[BEGIN Data lines]
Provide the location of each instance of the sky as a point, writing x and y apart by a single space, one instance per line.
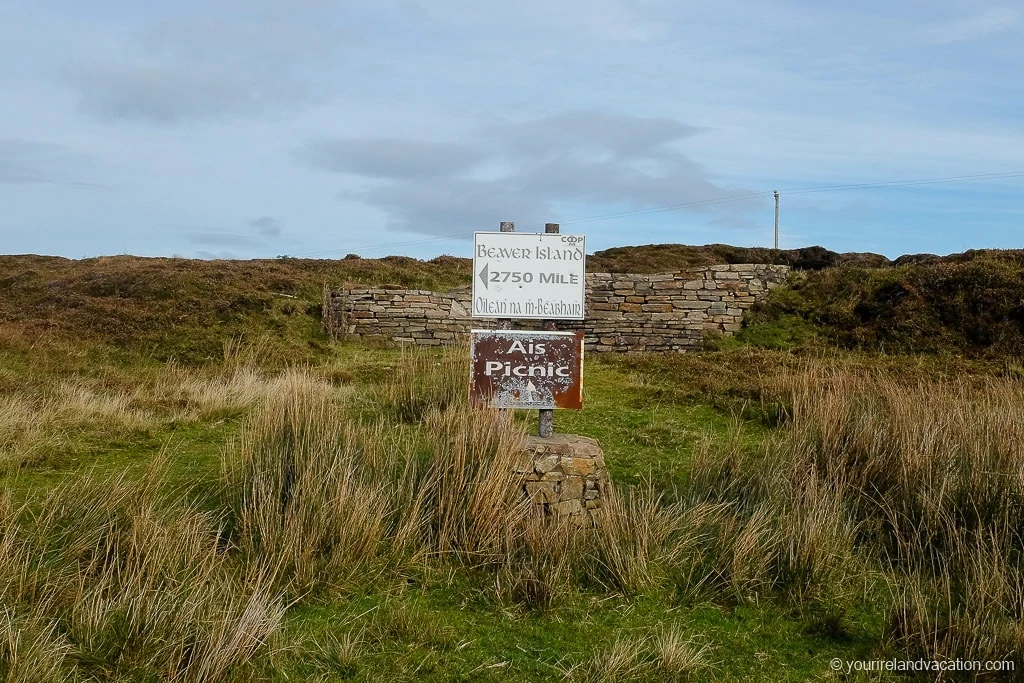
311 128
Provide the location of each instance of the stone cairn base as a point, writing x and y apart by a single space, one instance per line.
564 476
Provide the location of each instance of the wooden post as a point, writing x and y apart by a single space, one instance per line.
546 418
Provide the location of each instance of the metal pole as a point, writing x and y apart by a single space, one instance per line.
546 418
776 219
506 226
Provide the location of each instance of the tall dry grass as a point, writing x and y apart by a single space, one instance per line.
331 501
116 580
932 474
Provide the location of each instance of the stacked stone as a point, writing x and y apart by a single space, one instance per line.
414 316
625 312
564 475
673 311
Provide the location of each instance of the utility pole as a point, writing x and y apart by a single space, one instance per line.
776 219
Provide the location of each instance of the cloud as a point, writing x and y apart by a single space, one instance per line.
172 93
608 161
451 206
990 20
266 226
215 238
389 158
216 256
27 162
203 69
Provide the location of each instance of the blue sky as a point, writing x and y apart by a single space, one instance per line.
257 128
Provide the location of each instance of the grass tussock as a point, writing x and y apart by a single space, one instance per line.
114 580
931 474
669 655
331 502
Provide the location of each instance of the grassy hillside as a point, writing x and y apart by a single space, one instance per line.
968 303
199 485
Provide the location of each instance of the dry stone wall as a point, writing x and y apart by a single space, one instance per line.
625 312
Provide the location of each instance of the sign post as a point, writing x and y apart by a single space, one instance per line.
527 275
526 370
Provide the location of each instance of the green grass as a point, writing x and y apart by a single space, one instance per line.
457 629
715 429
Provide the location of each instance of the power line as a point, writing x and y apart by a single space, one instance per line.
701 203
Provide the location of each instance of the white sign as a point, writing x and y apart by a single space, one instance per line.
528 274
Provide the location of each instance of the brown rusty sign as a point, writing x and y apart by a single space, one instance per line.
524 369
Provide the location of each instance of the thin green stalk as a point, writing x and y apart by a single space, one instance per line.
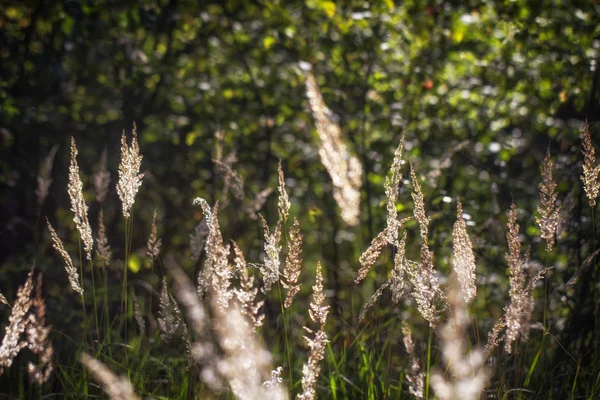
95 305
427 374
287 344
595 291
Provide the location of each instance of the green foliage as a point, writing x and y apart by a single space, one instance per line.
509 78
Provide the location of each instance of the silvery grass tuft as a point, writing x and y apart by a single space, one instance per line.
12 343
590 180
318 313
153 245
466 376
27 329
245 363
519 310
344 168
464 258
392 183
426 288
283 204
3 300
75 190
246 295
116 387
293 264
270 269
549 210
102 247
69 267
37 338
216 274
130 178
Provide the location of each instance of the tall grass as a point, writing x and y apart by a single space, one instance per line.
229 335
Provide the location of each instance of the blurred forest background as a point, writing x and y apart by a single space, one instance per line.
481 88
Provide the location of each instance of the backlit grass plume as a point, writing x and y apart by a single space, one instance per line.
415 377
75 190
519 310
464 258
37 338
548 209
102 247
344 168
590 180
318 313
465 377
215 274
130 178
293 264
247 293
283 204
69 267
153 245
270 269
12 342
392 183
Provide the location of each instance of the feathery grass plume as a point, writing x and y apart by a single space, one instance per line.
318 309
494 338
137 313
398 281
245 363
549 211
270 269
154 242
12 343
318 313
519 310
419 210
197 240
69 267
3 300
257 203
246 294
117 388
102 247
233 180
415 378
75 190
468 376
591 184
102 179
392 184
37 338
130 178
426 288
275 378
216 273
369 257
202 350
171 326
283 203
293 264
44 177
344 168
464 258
[END Data lines]
### What is needed
Update all of the material above by changing every "a single space" to "a comma" and keeping everything else the same. Write it out in full, leaving out the pictures.

### Right answer
Provide the location of each instance of the sky as a point, writing x and y apart by a comma, one instance per line.
311 128
Provide the location of each instance of the stone cairn base as a point, writing x and y apart by a comma, one instance per line.
564 476
Provide the location of each instance of the wooden post as a point, writing x and y apart by a comma, one instance per line.
546 418
Provide the location of each instance of the metal pole as a point, writing x and y apart by a comma, one instance per line.
546 418
776 219
506 226
Provide the location of each instance of the tall dry grass as a point, writing x and y apart by a comma, one instance per line.
331 501
116 580
932 474
Provide the location of each instance of the stacked stone as a point, writing x and y apart by a comma, one instance per line.
414 316
625 312
564 475
673 311
Provide the location of each instance of the utility pole as a point, writing x and y apart by a comma, one instance per line.
776 219
Provide the location of each instance of the cloud as a point, writing x and y apart by a comma, one instance per line.
172 93
608 161
451 206
990 20
266 226
215 238
389 158
216 256
27 162
203 69
Provide the location of each instance of the blue sky as a point, writing x and y apart by a comma, one instance per line.
257 128
Provide the location of each instance of the grass tussock as a point, writing x and y apart by a comma, one instance per line.
114 580
931 474
669 655
331 502
Provide the location of each instance of the grassy hillside as a point, writing x and y apart by a comma, one instance per line.
968 303
199 485
Provide the location of each instance of the dry stone wall as a point, writing x and y apart by a comma, one instance per line.
625 312
Provide the location of each instance of the sign post as a point, writing x and y apart by a comma, one instance per line.
527 275
526 370
Provide the location of each instance of the green grass as a point, writing x and y apart by a comma, one instance per line.
457 629
715 429
Provide the location of each instance of the power line as a point, writing x and y apart by a comma, one instance per line.
701 203
Provide the location of each instance of the white sign as a point, writing x and y apart by a comma, one instance per line.
528 274
Provide the location of each instance of the brown rusty sign as a point, writing x and y apart by a comma, one instance per line.
524 369
Provide the location of each instance of the thin green stalk as a point, writing x and y apart by a comma, one instance per line.
95 305
427 374
287 344
595 291
Provide the location of each instance of the green foliage as a point, writing x and y apart by a comma, one instance per line.
509 78
Provide the location of each instance of the silvery grass tuft as a point, writing x and y apart by a comma, one instance per line.
12 343
590 180
318 313
153 245
466 376
27 329
245 363
519 310
344 168
464 258
392 183
426 288
283 204
3 300
75 190
246 295
116 387
293 264
270 269
549 210
102 247
69 267
37 338
216 274
130 178
Provide the location of each instance of the tall grass as a point, writing x and y apart by a comma, one instance per line.
229 335
Provide the location of each instance of the blurred forest background as a point, writing x and y apart by a comma, one instance per line.
481 88
Provide the location of each instance of the backlit grass plume as a point, writing x and y apart by a comma, one instance per line.
415 377
75 190
519 310
464 258
37 338
548 209
102 247
344 168
590 180
318 313
465 377
215 274
130 178
293 264
247 293
283 204
69 267
153 245
270 269
12 342
392 183
Provide the location of each instance of the feathery grass plume as a point, writing x and y apart by a comma, one instance per line.
318 309
494 338
137 313
398 281
245 363
549 211
270 269
154 242
12 343
318 313
519 310
419 210
197 240
69 267
3 300
257 203
246 294
117 388
102 247
233 180
415 378
75 190
468 376
591 184
102 179
392 184
37 338
130 178
426 288
275 378
216 273
369 257
202 350
171 326
283 203
293 264
44 177
344 168
464 258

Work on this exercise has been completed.